╭─ INPUT MATERIAL

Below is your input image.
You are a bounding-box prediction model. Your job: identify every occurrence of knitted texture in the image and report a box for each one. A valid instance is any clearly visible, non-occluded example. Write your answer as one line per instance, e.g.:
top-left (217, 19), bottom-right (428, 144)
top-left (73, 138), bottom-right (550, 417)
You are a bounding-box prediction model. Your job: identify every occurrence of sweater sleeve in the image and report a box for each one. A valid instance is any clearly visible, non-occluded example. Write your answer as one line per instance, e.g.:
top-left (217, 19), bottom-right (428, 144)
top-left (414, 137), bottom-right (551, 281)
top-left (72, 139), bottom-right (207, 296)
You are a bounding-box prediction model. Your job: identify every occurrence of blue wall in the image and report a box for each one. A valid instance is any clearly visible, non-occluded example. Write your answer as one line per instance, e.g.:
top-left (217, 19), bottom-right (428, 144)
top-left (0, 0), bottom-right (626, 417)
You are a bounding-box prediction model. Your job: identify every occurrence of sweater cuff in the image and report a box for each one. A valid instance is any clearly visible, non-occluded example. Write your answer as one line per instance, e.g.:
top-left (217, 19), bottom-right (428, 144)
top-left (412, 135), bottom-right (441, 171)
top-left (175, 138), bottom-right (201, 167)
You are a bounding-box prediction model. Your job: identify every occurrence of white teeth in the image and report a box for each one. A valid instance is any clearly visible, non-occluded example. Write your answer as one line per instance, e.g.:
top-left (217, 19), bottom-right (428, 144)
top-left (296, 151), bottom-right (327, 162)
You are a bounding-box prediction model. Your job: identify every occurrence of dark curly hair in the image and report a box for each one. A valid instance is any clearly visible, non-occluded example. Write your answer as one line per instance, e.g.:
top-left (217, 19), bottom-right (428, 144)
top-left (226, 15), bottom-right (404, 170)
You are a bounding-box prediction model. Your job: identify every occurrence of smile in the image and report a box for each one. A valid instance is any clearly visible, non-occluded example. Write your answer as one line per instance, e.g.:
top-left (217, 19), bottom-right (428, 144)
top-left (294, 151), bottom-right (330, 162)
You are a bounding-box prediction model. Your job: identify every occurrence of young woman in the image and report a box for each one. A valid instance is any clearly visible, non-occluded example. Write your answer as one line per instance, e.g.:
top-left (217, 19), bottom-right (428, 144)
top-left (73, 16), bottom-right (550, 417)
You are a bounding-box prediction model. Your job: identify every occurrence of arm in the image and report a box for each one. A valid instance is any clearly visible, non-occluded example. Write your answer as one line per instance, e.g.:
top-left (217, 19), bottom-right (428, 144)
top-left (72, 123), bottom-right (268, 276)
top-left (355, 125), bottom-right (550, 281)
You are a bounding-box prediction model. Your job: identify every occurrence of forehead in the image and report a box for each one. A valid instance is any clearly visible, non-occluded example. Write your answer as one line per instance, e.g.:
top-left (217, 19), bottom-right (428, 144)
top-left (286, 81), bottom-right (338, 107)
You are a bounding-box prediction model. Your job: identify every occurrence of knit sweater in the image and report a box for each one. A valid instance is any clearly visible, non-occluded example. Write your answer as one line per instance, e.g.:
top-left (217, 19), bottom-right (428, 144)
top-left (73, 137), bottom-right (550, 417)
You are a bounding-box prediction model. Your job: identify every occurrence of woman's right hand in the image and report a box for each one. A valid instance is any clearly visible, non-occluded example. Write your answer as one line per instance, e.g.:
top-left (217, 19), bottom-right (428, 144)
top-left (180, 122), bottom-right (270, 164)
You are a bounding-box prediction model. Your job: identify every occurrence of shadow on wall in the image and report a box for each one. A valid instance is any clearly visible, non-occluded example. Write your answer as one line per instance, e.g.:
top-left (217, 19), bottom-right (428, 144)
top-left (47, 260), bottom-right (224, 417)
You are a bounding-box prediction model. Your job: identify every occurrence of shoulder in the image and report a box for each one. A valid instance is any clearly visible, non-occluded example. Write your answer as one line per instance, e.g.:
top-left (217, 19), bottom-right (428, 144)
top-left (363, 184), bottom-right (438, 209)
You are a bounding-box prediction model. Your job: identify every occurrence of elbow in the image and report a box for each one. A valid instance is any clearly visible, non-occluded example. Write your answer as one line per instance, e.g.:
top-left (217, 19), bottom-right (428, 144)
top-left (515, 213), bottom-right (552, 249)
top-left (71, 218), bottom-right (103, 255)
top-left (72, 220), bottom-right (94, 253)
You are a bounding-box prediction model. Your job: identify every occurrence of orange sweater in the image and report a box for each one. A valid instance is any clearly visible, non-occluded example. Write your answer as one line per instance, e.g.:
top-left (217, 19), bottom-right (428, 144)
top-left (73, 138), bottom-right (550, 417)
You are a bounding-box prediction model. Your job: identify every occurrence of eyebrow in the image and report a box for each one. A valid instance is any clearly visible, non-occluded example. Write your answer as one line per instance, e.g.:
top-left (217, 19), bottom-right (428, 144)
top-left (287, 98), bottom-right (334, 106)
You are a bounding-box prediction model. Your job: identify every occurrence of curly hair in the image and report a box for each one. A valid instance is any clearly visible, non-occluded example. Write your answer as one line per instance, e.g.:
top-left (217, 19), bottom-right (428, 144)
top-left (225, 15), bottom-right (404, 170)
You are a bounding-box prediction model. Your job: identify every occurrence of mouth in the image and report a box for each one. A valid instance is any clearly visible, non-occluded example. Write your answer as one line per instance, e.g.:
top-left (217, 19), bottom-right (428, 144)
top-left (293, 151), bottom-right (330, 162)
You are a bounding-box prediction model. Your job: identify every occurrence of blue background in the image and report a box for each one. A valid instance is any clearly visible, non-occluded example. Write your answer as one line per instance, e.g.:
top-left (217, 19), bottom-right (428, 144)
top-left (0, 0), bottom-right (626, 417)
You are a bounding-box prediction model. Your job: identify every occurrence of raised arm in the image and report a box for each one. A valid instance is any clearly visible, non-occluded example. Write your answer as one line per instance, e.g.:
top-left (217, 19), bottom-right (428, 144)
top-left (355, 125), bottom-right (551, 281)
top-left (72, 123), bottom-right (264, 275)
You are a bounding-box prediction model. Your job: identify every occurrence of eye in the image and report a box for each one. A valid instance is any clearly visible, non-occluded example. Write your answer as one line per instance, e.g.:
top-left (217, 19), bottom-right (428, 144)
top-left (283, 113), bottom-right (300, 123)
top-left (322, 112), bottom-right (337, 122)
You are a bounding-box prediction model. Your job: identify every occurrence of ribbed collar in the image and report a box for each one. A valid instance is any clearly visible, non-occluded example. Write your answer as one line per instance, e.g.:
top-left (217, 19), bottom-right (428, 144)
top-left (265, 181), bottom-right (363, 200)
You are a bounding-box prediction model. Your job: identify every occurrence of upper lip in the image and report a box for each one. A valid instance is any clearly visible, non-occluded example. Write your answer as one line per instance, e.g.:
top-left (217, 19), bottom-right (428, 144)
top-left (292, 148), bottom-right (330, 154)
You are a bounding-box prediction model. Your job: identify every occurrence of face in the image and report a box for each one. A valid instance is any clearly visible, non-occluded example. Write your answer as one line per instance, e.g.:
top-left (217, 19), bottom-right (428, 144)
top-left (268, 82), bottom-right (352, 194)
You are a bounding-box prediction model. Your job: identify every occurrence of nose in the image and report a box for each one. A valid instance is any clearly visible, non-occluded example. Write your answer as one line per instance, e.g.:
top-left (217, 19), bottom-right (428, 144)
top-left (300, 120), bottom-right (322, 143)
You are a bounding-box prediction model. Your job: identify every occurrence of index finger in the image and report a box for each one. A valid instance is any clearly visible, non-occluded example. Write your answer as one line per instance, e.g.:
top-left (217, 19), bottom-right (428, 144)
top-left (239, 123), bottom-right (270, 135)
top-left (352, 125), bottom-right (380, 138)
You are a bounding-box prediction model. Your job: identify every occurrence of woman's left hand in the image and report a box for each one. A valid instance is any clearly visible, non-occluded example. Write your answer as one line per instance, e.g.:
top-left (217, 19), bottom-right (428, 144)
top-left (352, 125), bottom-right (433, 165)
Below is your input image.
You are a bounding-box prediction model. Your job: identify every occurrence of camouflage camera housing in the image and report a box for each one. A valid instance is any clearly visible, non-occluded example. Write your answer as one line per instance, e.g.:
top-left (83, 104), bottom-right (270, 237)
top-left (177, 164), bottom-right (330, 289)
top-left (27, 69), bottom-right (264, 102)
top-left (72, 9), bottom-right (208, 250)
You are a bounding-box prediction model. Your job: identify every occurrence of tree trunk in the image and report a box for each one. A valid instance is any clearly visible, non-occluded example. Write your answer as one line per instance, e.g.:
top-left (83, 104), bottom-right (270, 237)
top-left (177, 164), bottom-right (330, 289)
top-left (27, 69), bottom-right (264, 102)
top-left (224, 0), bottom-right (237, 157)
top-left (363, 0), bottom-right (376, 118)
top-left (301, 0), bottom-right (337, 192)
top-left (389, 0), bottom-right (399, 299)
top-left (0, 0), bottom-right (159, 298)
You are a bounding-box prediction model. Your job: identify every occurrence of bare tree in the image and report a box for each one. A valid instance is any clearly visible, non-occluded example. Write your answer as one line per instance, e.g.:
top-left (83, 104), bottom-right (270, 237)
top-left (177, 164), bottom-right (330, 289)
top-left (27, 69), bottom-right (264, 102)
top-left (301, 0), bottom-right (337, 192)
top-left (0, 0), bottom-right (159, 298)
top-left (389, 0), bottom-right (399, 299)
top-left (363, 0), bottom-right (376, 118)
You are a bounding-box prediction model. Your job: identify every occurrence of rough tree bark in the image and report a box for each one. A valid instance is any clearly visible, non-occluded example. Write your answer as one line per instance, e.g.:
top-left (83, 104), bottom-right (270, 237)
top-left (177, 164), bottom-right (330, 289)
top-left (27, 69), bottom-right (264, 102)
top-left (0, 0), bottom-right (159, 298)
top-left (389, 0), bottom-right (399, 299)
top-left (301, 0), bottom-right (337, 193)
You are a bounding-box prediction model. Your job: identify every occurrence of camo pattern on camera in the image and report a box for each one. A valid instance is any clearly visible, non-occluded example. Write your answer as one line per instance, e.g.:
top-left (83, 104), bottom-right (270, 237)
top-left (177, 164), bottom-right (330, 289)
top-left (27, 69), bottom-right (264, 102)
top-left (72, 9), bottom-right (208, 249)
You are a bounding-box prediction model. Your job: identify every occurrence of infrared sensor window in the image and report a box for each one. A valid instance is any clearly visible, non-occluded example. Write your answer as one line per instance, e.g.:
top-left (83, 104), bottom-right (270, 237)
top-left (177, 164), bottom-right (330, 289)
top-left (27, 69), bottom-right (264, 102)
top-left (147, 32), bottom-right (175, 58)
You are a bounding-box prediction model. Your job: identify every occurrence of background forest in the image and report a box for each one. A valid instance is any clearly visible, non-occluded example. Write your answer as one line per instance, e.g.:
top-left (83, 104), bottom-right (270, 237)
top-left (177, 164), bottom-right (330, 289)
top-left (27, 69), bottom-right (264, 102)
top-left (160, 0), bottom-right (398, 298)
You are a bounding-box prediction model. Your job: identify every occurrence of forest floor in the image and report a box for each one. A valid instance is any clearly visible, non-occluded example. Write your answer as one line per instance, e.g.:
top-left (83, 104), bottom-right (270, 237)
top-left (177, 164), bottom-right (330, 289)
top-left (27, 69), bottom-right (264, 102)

╰─

DIRECTION: Reproduce, word for word, the lines of the records above from the one holding "occurrence of orange" through the one holding "top-left (287, 98), bottom-right (334, 106)", both included.

RESPONSE TO THIS EXERCISE:
You are a bounding-box prediction model. Your job: identify every occurrence of orange sweater in the image and report a box for each one. A valid instance is any clearly visible, non-occluded example. Write your answer as one line per instance, e.g.:
top-left (217, 19), bottom-right (428, 144)
top-left (73, 138), bottom-right (550, 417)
You are a bounding-box prediction model. Your job: identify every occurrence of eyebrow in the image and report a box for each one. A valid instance is any clearly visible, non-occluded example. Write your answer as one line per instance, e.g.:
top-left (217, 19), bottom-right (428, 144)
top-left (287, 98), bottom-right (334, 106)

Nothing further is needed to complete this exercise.